DO THIS —
Find every line in the records below that contains the word "side" and copy each one. Case counts.

DATA RECORDS —
☆ ☆ ☆ ☆ ☆

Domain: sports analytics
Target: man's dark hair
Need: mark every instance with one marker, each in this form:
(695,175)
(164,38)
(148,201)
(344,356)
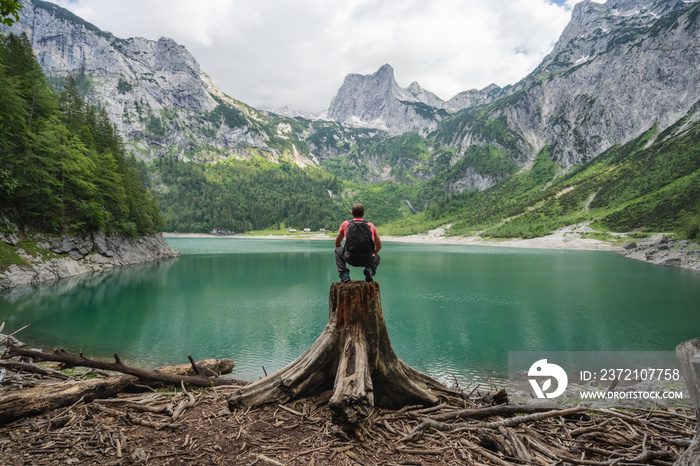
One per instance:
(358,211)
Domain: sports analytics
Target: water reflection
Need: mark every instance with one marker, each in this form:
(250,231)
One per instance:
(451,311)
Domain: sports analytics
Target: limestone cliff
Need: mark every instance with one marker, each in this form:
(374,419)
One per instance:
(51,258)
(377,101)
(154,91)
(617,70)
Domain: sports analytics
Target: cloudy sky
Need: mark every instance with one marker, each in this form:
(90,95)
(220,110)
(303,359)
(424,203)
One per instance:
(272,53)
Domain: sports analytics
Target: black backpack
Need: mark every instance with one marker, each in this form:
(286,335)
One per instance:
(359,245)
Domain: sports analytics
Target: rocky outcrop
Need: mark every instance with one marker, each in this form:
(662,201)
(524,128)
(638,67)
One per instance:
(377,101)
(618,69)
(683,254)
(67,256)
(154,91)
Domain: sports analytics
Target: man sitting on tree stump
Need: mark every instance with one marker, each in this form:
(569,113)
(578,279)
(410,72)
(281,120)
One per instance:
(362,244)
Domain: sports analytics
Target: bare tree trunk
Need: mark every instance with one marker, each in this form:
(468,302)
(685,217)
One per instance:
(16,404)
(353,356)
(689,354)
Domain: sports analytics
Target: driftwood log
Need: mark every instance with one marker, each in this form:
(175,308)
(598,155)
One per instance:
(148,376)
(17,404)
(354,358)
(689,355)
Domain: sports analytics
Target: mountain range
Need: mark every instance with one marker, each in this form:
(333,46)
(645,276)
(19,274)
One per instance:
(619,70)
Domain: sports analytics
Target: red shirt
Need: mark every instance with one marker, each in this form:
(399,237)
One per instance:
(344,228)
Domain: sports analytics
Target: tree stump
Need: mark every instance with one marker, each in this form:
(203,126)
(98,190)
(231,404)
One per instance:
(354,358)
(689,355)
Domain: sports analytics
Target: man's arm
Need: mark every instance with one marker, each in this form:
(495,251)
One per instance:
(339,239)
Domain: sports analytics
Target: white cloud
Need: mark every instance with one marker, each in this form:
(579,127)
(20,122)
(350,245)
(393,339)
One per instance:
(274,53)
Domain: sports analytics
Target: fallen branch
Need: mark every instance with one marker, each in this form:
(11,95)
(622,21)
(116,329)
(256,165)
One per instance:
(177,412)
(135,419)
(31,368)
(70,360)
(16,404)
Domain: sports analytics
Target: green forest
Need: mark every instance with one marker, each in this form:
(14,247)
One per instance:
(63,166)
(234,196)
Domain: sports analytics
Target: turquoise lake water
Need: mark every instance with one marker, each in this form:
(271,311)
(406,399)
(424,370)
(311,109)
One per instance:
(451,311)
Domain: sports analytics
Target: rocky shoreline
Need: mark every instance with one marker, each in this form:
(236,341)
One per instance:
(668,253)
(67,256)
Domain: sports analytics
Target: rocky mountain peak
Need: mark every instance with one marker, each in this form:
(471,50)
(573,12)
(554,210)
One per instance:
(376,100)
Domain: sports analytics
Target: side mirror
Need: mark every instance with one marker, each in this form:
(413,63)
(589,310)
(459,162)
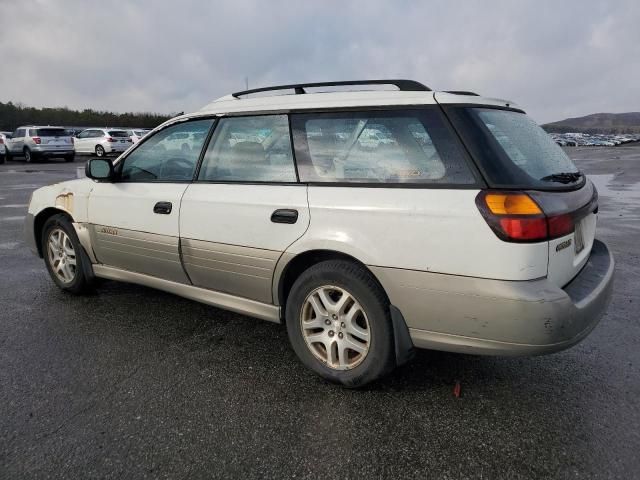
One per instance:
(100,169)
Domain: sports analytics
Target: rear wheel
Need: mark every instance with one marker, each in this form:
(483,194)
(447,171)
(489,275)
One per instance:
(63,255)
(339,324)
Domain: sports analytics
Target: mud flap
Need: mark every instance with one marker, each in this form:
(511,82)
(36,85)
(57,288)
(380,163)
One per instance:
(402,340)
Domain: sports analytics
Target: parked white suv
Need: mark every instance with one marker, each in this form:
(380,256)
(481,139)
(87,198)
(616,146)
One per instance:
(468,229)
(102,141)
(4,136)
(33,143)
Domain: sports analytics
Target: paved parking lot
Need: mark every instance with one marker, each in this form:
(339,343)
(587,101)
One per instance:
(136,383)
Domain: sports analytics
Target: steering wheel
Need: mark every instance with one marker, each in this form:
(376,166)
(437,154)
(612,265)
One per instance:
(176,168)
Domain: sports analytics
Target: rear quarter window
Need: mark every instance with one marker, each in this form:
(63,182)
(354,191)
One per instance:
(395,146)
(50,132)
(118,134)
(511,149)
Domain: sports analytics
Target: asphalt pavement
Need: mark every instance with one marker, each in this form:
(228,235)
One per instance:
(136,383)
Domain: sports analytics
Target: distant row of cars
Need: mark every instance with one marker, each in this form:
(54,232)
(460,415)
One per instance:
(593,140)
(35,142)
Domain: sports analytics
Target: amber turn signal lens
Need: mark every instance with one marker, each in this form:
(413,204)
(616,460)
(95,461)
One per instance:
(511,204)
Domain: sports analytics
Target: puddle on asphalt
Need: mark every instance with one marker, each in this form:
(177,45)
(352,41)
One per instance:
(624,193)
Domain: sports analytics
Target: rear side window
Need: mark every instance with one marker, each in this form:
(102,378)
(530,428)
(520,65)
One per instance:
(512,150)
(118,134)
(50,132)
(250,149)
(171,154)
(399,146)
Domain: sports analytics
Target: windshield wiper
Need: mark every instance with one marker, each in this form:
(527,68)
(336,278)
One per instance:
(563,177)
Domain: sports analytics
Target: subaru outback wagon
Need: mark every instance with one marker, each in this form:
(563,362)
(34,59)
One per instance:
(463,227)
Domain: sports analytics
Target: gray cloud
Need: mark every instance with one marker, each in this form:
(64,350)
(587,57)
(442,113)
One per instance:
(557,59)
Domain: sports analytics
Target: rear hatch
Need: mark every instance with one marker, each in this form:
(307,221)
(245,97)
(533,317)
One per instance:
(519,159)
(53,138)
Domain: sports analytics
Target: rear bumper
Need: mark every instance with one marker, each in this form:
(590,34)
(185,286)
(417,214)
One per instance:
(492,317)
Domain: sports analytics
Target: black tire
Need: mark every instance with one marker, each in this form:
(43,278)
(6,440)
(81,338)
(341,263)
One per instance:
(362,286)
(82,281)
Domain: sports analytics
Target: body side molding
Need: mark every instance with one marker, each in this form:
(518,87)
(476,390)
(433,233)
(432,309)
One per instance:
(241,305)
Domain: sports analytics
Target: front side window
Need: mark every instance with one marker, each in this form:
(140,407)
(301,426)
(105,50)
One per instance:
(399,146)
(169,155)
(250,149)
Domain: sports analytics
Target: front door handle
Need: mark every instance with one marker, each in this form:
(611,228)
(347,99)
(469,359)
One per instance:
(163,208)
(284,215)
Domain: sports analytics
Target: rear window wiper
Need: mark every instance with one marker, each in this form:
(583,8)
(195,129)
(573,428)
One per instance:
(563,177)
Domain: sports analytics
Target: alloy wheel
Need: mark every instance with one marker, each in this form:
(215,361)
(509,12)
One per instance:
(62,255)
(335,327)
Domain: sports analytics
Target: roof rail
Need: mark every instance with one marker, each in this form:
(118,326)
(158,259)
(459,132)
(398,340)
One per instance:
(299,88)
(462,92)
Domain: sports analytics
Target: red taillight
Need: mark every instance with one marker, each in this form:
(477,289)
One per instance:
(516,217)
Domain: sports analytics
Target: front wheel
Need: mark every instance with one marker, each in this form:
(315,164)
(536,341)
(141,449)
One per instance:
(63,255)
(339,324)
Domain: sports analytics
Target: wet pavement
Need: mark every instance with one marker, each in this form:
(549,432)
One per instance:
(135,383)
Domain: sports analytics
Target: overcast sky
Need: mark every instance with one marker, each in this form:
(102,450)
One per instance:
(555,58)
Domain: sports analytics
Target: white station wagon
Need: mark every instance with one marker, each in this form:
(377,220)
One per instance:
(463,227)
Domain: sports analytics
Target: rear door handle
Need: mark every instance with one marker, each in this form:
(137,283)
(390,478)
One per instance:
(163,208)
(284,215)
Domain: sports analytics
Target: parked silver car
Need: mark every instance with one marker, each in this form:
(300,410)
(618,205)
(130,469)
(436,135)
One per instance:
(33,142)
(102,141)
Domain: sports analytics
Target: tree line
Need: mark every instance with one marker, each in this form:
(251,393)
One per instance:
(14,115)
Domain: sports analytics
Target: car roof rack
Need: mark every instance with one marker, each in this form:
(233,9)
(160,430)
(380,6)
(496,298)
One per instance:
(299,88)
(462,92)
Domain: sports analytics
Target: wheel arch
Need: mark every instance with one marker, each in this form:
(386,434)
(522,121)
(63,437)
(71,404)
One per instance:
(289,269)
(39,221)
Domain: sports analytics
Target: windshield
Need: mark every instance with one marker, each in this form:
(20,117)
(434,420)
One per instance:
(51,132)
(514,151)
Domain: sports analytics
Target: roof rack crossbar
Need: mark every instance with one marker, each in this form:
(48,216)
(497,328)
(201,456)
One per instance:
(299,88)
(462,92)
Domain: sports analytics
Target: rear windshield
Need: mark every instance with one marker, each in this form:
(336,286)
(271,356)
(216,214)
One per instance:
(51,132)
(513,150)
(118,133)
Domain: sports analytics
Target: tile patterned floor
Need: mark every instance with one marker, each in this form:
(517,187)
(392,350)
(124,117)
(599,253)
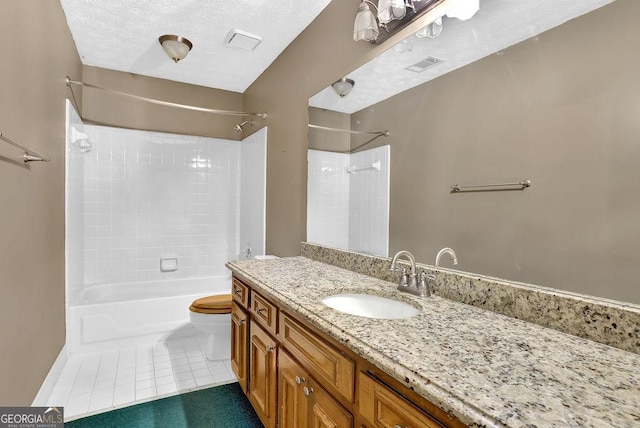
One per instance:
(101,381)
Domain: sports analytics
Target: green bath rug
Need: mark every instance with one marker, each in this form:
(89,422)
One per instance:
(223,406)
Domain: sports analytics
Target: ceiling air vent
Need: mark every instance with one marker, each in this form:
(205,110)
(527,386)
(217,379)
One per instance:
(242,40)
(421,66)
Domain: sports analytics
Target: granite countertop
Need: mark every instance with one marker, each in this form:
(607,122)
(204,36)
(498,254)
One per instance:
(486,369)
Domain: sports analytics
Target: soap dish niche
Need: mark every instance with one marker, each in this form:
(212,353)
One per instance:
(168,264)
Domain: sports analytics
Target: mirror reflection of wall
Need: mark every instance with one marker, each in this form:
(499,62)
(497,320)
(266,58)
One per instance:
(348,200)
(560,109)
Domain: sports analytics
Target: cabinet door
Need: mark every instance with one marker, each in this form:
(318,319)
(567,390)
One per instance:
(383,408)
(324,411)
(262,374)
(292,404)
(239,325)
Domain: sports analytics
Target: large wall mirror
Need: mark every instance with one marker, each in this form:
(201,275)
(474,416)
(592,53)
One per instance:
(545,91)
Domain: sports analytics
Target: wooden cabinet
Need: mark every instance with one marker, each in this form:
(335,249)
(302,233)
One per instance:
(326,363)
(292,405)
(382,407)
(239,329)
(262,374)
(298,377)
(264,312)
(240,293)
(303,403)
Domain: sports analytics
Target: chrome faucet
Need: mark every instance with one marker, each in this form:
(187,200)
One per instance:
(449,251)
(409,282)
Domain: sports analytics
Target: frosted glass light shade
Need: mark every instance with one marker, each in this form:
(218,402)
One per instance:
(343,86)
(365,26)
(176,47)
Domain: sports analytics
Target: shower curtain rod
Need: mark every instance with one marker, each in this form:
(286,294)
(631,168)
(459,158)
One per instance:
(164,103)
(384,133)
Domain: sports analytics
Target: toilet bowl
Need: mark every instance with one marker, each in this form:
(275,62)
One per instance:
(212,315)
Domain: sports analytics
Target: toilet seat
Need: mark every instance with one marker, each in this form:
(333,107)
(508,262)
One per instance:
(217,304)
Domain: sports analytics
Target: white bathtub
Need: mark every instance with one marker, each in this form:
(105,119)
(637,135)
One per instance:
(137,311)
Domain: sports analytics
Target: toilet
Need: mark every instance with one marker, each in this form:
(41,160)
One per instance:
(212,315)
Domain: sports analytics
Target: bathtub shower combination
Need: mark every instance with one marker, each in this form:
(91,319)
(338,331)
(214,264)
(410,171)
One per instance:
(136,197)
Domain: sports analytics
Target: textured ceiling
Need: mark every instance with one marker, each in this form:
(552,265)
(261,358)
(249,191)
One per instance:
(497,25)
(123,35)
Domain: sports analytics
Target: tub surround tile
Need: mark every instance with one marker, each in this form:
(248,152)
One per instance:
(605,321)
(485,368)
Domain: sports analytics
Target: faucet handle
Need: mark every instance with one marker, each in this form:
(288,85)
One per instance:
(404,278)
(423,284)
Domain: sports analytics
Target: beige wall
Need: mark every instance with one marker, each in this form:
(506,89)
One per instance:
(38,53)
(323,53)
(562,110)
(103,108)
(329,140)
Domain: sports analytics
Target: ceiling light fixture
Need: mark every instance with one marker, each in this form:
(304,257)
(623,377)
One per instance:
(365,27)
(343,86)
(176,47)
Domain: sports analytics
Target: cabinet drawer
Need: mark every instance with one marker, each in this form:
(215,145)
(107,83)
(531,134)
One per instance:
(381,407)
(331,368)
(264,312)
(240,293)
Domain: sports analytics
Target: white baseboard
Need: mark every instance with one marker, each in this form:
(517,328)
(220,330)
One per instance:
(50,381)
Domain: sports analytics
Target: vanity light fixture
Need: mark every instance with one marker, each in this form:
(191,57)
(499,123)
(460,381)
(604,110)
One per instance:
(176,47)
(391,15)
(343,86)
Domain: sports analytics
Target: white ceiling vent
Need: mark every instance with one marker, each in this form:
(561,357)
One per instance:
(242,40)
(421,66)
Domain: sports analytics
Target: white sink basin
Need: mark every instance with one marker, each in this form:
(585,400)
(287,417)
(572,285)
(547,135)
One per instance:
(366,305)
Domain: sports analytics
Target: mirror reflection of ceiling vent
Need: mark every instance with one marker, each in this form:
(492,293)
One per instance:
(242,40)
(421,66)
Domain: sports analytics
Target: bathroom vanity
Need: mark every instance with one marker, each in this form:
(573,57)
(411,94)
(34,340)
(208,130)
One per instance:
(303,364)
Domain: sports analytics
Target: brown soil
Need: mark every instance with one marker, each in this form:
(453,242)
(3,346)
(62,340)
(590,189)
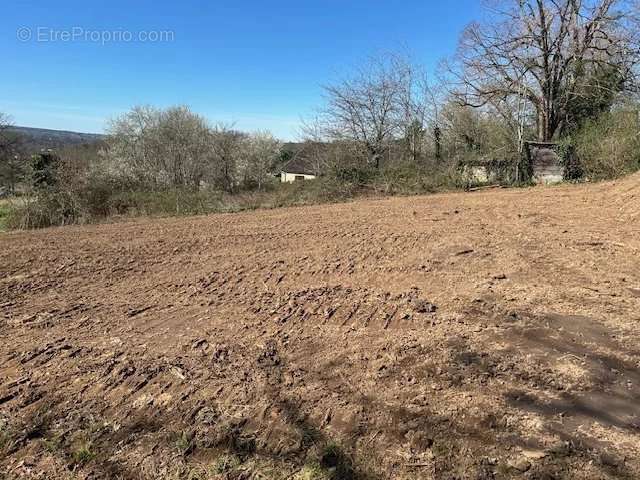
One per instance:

☆ ☆ ☆ ☆ ☆

PROBLEM SOLUTION —
Target: side mirror
Target: rear side window
Target: body side molding
Target: front side window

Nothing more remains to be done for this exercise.